THE PROBLEM :: Which lines in the rows below contain the word "hazy"? Pull out each one and list it.

Saved entries ::
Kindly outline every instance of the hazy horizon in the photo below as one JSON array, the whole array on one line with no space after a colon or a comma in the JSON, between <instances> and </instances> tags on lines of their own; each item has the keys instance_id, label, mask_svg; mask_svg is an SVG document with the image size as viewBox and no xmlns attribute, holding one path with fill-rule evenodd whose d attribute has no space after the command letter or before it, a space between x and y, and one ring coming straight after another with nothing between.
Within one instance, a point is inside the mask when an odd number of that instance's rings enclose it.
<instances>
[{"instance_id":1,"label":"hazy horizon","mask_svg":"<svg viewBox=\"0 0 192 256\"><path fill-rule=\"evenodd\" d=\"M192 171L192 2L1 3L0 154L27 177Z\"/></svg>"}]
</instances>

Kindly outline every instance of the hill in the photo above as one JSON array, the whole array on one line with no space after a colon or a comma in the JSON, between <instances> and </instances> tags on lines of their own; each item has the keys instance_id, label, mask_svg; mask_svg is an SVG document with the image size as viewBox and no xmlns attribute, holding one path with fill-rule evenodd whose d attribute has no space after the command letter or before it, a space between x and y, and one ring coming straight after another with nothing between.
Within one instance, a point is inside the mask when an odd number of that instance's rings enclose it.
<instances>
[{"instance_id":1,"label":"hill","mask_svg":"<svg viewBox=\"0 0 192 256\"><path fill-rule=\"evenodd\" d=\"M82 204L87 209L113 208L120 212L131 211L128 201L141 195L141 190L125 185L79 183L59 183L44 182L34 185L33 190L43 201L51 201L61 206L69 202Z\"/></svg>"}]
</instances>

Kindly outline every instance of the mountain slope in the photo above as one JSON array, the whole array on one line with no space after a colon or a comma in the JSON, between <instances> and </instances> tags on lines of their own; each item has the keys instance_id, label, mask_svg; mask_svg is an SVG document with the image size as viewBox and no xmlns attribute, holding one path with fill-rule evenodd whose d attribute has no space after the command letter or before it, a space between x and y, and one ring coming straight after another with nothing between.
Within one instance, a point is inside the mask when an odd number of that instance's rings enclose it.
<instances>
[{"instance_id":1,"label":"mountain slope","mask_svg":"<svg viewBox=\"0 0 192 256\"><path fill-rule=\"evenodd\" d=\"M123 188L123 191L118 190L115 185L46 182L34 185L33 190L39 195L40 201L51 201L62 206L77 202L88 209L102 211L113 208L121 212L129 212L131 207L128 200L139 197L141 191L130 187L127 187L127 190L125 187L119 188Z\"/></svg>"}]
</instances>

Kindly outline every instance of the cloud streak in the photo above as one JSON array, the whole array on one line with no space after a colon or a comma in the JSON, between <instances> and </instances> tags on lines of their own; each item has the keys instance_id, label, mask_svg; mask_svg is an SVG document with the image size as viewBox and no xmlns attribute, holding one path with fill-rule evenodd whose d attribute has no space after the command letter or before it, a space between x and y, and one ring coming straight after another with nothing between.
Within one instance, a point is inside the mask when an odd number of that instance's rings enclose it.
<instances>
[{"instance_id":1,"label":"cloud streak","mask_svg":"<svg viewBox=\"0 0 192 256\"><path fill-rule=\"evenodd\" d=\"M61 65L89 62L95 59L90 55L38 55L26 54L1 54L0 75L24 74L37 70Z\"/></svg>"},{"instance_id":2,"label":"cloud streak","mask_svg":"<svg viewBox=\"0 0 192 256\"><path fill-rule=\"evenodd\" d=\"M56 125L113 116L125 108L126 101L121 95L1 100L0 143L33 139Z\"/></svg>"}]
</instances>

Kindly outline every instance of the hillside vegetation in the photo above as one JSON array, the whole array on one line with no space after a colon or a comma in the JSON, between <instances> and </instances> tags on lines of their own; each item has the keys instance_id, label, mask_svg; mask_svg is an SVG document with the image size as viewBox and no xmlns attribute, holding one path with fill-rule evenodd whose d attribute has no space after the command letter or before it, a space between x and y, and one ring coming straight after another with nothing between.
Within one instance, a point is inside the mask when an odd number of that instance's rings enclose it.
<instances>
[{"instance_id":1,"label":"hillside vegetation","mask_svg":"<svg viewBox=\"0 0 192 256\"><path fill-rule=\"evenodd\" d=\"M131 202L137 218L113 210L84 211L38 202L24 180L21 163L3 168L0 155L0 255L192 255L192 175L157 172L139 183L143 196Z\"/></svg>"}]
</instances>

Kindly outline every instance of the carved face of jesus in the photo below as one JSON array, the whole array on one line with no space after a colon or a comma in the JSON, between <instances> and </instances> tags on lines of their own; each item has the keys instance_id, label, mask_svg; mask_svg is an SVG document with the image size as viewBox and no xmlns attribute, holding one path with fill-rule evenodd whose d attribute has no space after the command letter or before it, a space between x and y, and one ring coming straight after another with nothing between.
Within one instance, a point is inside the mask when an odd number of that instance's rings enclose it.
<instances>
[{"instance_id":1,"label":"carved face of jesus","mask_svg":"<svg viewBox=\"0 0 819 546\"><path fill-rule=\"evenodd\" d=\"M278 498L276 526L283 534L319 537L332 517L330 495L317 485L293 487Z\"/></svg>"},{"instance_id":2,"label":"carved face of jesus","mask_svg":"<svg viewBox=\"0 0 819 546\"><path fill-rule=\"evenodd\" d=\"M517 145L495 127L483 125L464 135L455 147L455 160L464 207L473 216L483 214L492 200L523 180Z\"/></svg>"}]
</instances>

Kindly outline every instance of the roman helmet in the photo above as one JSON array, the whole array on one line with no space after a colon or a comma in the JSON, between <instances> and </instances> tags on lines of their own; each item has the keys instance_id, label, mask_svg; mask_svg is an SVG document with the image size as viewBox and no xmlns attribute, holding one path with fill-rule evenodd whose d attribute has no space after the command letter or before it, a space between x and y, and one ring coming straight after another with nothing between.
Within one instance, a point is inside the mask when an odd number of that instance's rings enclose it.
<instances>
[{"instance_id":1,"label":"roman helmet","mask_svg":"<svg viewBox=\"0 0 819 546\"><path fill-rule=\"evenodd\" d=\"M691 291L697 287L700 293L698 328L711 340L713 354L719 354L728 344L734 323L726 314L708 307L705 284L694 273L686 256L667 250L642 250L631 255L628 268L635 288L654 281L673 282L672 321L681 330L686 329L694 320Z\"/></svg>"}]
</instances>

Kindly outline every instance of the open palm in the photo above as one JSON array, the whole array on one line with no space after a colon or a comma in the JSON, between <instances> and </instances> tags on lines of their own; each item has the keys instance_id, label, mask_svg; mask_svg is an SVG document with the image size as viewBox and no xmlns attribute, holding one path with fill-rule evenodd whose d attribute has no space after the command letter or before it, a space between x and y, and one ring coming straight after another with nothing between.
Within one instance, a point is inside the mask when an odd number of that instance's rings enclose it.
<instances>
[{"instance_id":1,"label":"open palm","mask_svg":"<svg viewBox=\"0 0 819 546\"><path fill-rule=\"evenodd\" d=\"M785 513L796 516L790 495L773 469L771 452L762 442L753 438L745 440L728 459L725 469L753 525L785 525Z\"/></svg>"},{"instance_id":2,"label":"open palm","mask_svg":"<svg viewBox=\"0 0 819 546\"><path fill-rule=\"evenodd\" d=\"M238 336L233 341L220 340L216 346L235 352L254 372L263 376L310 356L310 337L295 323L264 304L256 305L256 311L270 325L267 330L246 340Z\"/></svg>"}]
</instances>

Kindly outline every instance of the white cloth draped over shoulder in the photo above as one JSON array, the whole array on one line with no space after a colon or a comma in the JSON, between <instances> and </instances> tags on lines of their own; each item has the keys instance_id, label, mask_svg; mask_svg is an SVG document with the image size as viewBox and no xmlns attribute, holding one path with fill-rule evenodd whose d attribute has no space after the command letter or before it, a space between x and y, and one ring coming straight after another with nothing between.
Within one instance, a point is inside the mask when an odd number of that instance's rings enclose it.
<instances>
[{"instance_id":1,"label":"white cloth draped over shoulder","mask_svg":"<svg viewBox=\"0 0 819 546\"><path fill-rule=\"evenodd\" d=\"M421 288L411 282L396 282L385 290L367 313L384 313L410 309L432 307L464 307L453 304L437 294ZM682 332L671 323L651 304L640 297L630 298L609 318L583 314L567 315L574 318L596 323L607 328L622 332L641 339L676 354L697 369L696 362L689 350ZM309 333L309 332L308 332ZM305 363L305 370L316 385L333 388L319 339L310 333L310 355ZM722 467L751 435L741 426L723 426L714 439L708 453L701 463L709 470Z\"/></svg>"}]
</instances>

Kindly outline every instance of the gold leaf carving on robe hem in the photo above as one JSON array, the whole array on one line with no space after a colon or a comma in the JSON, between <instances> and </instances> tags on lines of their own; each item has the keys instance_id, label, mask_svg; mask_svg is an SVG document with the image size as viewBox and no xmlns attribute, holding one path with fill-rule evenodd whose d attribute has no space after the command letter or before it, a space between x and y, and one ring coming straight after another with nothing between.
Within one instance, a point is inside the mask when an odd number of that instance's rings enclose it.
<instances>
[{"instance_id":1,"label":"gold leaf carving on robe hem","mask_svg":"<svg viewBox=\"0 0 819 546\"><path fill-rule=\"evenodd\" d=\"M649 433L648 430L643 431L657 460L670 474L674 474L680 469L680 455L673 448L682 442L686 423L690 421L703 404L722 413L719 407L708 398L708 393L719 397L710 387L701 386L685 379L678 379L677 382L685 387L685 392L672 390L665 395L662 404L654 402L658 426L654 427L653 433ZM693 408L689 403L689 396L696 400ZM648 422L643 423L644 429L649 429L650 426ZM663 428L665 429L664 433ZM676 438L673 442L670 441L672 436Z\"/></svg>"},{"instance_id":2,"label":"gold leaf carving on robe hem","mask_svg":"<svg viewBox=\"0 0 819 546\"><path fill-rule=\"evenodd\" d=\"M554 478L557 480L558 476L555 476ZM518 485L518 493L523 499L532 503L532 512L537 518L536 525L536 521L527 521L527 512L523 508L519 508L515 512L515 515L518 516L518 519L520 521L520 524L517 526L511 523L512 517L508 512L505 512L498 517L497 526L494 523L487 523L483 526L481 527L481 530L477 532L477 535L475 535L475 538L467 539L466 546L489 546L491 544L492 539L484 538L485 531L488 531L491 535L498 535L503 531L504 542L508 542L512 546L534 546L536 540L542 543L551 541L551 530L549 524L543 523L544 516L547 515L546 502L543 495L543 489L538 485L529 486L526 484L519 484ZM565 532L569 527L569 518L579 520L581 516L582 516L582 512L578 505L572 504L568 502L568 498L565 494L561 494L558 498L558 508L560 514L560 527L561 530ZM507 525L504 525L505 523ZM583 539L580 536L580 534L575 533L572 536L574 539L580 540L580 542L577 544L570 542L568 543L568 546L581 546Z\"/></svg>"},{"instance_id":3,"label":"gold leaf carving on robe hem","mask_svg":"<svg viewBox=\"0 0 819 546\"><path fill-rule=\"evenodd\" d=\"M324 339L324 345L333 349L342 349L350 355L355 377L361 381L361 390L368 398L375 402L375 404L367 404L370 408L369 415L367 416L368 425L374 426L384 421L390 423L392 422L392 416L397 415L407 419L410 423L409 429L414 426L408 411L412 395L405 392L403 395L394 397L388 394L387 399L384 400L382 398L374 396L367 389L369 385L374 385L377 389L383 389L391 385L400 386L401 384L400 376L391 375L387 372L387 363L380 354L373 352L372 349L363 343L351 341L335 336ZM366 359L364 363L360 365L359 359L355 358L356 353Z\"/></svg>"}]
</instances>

SOLUTION TO THIS EXERCISE ::
Kindly outline every instance of the hazy horizon in the photo below as one JSON array, the whole array on one line with no space after a colon or a comma in the JSON, between <instances> and </instances> tags on lines of their own; each item has the keys instance_id, label, mask_svg; mask_svg is an SVG document with the image size as viewBox and no xmlns attribute, holding one path with fill-rule evenodd whose d attribute has no space after the command letter or before it, a space between x and y, and one ring coming straight after another with nothing between.
[{"instance_id":1,"label":"hazy horizon","mask_svg":"<svg viewBox=\"0 0 192 256\"><path fill-rule=\"evenodd\" d=\"M192 171L192 2L1 3L0 154L27 177Z\"/></svg>"}]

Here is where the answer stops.